Dataset records
☆ ☆ ☆

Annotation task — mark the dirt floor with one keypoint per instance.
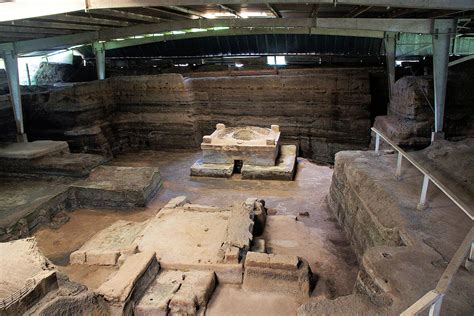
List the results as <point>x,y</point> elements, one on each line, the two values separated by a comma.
<point>315,235</point>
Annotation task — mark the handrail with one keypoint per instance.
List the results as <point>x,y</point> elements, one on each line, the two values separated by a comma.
<point>17,295</point>
<point>461,204</point>
<point>434,298</point>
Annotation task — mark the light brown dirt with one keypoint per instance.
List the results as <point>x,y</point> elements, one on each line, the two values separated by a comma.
<point>316,237</point>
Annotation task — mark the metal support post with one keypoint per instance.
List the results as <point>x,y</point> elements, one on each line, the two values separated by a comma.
<point>390,42</point>
<point>399,166</point>
<point>11,65</point>
<point>424,190</point>
<point>377,143</point>
<point>99,51</point>
<point>443,29</point>
<point>469,265</point>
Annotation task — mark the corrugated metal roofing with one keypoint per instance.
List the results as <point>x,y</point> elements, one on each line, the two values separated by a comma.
<point>254,45</point>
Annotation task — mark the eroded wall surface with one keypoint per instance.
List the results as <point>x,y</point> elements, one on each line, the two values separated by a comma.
<point>323,110</point>
<point>410,118</point>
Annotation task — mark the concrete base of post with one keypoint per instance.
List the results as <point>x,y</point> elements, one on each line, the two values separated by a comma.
<point>469,265</point>
<point>437,136</point>
<point>21,138</point>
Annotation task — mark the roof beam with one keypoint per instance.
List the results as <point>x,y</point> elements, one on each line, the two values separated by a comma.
<point>23,9</point>
<point>274,10</point>
<point>233,32</point>
<point>358,11</point>
<point>461,60</point>
<point>53,25</point>
<point>21,35</point>
<point>424,26</point>
<point>230,10</point>
<point>126,15</point>
<point>168,12</point>
<point>188,11</point>
<point>84,20</point>
<point>17,29</point>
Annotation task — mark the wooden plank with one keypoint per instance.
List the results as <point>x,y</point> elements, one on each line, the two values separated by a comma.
<point>38,30</point>
<point>457,260</point>
<point>461,204</point>
<point>85,20</point>
<point>53,25</point>
<point>422,304</point>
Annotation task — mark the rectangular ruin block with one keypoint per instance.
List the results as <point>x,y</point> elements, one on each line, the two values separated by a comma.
<point>33,150</point>
<point>253,145</point>
<point>260,276</point>
<point>105,247</point>
<point>130,282</point>
<point>200,169</point>
<point>257,259</point>
<point>177,201</point>
<point>232,255</point>
<point>284,262</point>
<point>258,245</point>
<point>121,187</point>
<point>177,293</point>
<point>283,170</point>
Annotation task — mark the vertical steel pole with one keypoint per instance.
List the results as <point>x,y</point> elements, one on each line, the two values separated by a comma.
<point>390,42</point>
<point>99,51</point>
<point>470,258</point>
<point>424,191</point>
<point>399,166</point>
<point>377,143</point>
<point>11,65</point>
<point>443,29</point>
<point>436,307</point>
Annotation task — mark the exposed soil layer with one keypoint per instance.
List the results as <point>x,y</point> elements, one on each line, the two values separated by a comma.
<point>316,237</point>
<point>403,251</point>
<point>322,111</point>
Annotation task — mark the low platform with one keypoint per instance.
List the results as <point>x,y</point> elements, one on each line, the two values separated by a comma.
<point>200,169</point>
<point>191,237</point>
<point>45,158</point>
<point>129,283</point>
<point>25,277</point>
<point>33,150</point>
<point>105,247</point>
<point>177,293</point>
<point>118,187</point>
<point>284,169</point>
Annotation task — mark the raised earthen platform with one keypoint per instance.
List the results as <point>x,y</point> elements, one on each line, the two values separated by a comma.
<point>284,169</point>
<point>402,251</point>
<point>25,277</point>
<point>33,150</point>
<point>27,204</point>
<point>250,144</point>
<point>46,158</point>
<point>302,227</point>
<point>119,187</point>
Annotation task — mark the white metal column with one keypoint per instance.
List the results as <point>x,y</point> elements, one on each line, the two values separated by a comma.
<point>99,51</point>
<point>11,65</point>
<point>443,29</point>
<point>390,42</point>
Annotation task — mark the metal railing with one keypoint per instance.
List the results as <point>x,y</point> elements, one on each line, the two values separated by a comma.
<point>17,295</point>
<point>465,253</point>
<point>434,298</point>
<point>428,177</point>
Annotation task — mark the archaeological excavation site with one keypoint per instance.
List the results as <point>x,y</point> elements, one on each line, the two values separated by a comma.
<point>236,157</point>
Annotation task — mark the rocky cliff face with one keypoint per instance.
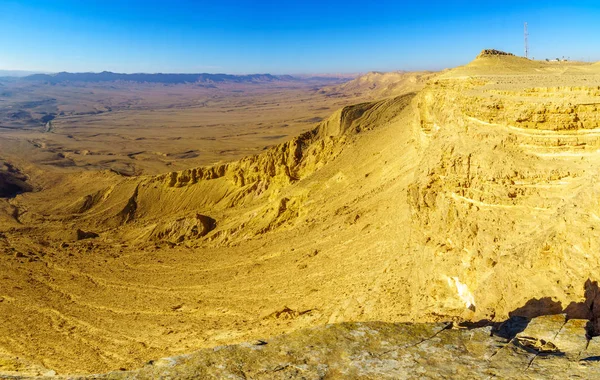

☆ ☆ ☆

## Direction
Give every line of the data above as a numbered list, skipping any blank lines and leaving the pictures out.

## Task solution
1. Annotation task — mark the dirt floor with one keypoint per instance.
2. List the results as <point>x,y</point> elements, one on each line, the two values separated by a comma.
3. <point>315,235</point>
4. Annotation task — mark the handrail with one keypoint per instance.
5. List the results as <point>x,y</point> elements, one on each line, the two values separated by a comma.
6. <point>17,295</point>
7. <point>461,204</point>
8. <point>434,298</point>
9. Annotation task — mark the light brown dirt with one keypoint per instance.
10. List the results as <point>x,y</point> elements, one on each line, the two values separated by a comma.
11. <point>316,237</point>
12. Annotation task — mark the metal support post with one keypoint per instance.
13. List the results as <point>x,y</point> elements, one on each line, the two values separated by a comma.
14. <point>390,42</point>
15. <point>399,166</point>
16. <point>11,65</point>
17. <point>424,190</point>
18. <point>377,143</point>
19. <point>99,51</point>
20. <point>443,29</point>
21. <point>469,265</point>
22. Annotation task — mark the corrugated metal roofing with one keypoint per instance.
23. List the results as <point>x,y</point> elements, one on each line, the two values separated by a comma.
24. <point>254,45</point>
25. Annotation task — mark the eroded wall surface with one keypoint per instance.
26. List the results as <point>x,y</point> elements, one on each line, the two values separated by a comma.
27. <point>323,110</point>
28. <point>410,118</point>
29. Annotation task — mark the concrete base of post with one keypoint per instance.
30. List the results as <point>x,y</point> elements, one on each line, the two values separated by a comma.
31. <point>469,265</point>
32. <point>437,136</point>
33. <point>21,138</point>
34. Annotation task — mark the roof beam with one keypoint per instance.
35. List the results as <point>x,y</point> elements, one on each line, the two values separated by a comma.
36. <point>23,9</point>
37. <point>274,10</point>
38. <point>233,32</point>
39. <point>358,11</point>
40. <point>461,60</point>
41. <point>53,25</point>
42. <point>21,35</point>
43. <point>424,26</point>
44. <point>230,10</point>
45. <point>126,15</point>
46. <point>168,12</point>
47. <point>188,11</point>
48. <point>84,20</point>
49. <point>17,29</point>
50. Annotation task — mark the wooden plank with one keypoint per instance.
51. List the results as <point>x,y</point> elements, one on each line, the two values separated by a comma.
52. <point>38,30</point>
53. <point>457,260</point>
54. <point>461,204</point>
55. <point>85,20</point>
56. <point>53,25</point>
57. <point>422,304</point>
58. Annotation task — mark the rectangular ruin block with one keypoint per instance.
59. List the results as <point>x,y</point> elements, one on each line, the two values separated by a comma.
60. <point>33,150</point>
61. <point>253,145</point>
62. <point>260,276</point>
63. <point>105,247</point>
64. <point>130,282</point>
65. <point>200,169</point>
66. <point>257,259</point>
67. <point>177,201</point>
68. <point>232,255</point>
69. <point>284,262</point>
70. <point>258,245</point>
71. <point>121,187</point>
72. <point>177,293</point>
73. <point>283,170</point>
74. Annotation task — mark the vertical steel pole with one keypoint per instance.
75. List the results as <point>x,y</point> elements, one on each line, the two values separated by a comma.
76. <point>390,42</point>
77. <point>99,51</point>
78. <point>470,258</point>
79. <point>424,191</point>
80. <point>399,166</point>
81. <point>377,143</point>
82. <point>11,65</point>
83. <point>443,29</point>
84. <point>436,307</point>
85. Annotation task — mark the exposed soil layer with one keypoint per instance.
86. List the results as <point>x,y</point> elements, one on each line, the two values separated by a comma.
87. <point>316,237</point>
88. <point>403,251</point>
89. <point>322,111</point>
90. Annotation task — mark the low platform with one keypoint per instance.
91. List the results as <point>x,y</point> elements, one on each line, the two values separated by a comma.
92. <point>200,169</point>
93. <point>191,237</point>
94. <point>45,158</point>
95. <point>129,283</point>
96. <point>25,277</point>
97. <point>33,150</point>
98. <point>105,247</point>
99. <point>177,293</point>
100. <point>118,187</point>
101. <point>284,169</point>
102. Annotation task — mark the raised earthen platform with one keypoint per instance.
103. List the results as <point>x,y</point> elements, one on each line, the two values separated by a comma.
104. <point>284,169</point>
105. <point>402,251</point>
106. <point>25,277</point>
107. <point>33,150</point>
108. <point>27,204</point>
109. <point>250,144</point>
110. <point>46,158</point>
111. <point>302,227</point>
112. <point>119,187</point>
113. Annotation task — mark the white metal column with one keypoint per instance.
114. List the results as <point>x,y</point> elements, one on each line, the two values separated by a comma.
115. <point>99,51</point>
116. <point>11,65</point>
117. <point>443,29</point>
118. <point>390,42</point>
119. Annotation task — mark the metal railing with one keypoint per instance.
120. List the results as <point>x,y</point> elements, one on each line, the two values separated by a comma.
121. <point>17,295</point>
122. <point>465,253</point>
123. <point>434,298</point>
124. <point>428,177</point>
125. Annotation task — mark the archaeological excavation site with one keypoint per instance.
126. List the results as <point>x,y</point> elements, one on each line, the two values separated by a comma.
127. <point>236,157</point>
128. Annotation task — mark the rocky cliff face with one keypoint per instance.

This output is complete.